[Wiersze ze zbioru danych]

↓↓↓

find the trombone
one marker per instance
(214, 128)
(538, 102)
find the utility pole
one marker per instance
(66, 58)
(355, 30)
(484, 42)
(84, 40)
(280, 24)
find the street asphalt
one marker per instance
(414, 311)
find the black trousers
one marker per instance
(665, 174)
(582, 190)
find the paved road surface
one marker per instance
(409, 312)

↑↑↑
↓↓↓

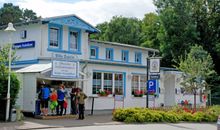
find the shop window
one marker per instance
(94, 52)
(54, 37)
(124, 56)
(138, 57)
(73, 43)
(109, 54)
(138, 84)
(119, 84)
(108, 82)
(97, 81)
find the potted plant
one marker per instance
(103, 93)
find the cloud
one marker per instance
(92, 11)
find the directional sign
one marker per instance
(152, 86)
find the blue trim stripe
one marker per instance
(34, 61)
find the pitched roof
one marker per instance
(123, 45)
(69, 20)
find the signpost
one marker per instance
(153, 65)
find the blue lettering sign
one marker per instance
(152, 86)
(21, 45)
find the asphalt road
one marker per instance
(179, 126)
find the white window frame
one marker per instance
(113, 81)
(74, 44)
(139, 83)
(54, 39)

↑↑↑

[Instrukcja do zadania]:
Proszę wyciągnąć z powyższych pozycji każdy wiersz zawierający słowo „window”. Wielkość liter ma znaczenie.

[Wynik poniżej]:
find the shop window
find the white window frame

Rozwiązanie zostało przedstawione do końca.